- [Data for processing]

== Segment start ==

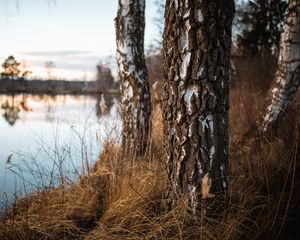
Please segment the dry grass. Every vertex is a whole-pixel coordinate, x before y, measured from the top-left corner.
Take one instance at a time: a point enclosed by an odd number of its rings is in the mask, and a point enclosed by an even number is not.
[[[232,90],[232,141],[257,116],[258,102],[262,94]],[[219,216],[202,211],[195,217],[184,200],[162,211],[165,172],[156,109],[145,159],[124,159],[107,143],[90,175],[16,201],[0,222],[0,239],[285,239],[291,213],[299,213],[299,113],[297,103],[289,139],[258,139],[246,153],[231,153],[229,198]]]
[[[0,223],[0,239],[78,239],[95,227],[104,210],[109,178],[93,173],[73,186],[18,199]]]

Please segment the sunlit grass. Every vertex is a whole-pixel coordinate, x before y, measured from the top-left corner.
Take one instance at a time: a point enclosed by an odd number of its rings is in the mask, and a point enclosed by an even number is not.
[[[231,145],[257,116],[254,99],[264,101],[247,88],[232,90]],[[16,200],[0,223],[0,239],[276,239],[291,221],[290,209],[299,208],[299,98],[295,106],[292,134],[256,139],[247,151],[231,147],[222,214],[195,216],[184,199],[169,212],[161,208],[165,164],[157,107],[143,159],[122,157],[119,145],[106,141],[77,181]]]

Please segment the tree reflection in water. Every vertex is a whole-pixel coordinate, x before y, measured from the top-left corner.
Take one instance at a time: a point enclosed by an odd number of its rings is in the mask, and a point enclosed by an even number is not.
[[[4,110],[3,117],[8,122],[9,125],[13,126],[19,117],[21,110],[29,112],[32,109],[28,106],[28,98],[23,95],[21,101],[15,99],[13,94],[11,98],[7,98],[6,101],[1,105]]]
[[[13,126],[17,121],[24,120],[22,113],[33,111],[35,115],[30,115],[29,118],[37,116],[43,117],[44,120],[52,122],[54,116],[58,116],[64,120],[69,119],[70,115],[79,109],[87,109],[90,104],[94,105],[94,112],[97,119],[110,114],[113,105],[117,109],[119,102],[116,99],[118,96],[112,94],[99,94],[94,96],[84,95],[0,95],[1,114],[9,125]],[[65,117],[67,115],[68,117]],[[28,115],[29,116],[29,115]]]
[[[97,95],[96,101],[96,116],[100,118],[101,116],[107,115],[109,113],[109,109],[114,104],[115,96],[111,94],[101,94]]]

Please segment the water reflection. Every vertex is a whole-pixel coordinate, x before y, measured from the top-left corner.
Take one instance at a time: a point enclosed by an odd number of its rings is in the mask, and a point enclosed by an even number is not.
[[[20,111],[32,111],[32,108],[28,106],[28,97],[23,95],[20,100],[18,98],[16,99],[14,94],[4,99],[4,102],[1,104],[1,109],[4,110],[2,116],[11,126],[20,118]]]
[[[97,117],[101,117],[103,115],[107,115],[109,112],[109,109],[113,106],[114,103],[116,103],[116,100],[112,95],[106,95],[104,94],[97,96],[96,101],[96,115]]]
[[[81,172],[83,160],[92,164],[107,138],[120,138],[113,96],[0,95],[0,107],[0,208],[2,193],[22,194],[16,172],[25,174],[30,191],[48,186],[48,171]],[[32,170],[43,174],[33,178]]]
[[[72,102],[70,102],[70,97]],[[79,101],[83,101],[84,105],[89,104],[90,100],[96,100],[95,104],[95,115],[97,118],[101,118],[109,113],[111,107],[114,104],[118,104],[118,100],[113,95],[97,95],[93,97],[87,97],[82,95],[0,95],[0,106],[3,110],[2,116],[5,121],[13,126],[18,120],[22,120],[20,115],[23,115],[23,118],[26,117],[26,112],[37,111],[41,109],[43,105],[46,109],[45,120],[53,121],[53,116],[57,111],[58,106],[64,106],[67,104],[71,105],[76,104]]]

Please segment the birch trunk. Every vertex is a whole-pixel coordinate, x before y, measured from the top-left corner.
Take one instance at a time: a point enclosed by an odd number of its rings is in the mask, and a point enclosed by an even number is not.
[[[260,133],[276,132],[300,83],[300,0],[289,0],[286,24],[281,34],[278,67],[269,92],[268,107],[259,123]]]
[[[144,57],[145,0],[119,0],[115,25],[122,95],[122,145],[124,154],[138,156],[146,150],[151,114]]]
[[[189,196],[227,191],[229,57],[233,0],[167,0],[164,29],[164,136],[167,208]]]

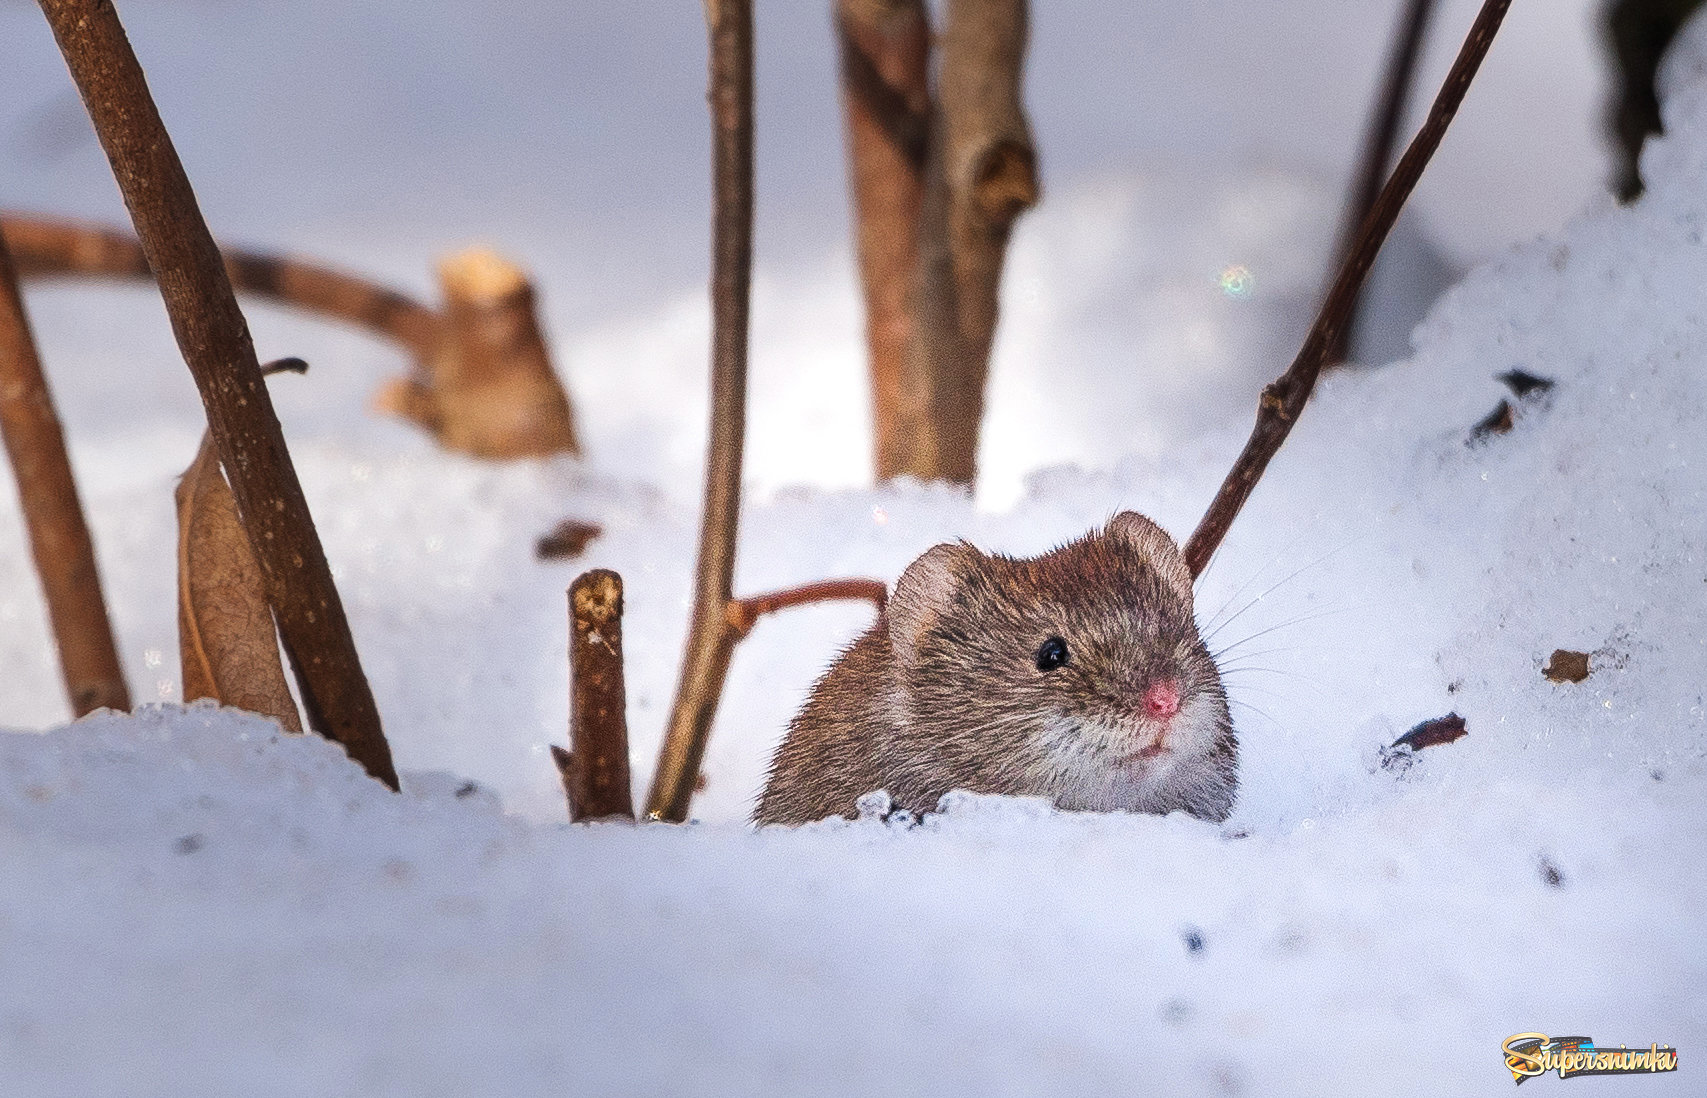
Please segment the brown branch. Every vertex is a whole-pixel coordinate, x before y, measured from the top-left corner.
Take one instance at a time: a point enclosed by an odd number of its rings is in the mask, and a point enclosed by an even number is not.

== Segment end ==

- [Aim of the task] Please go line by line through the records above, copying each one that holds the string "pixel".

- [Your solution]
Please segment the dry grass. Every vertex is a whole-pixel coordinate, x before y, measured from the top-left corner.
Please segment the sunlit grass. Every vertex is a whole-pixel coordinate, x before y, measured from the top-left corner.
Please segment the tree reflection in water. Every vertex is a whole-pixel coordinate, x before y, measured from the top-left corner.
Please segment the water reflection. Every vertex is a whole-pixel coordinate, x before y, measured from the top-left corner.
Please segment the birch trunk. Every vertex is a whole-pixel coordinate, x before y, measured from the top-left corner.
Please segment the brown branch. Every vertex is a whole-pixel coordinate, x before y, measured from the top-left corner.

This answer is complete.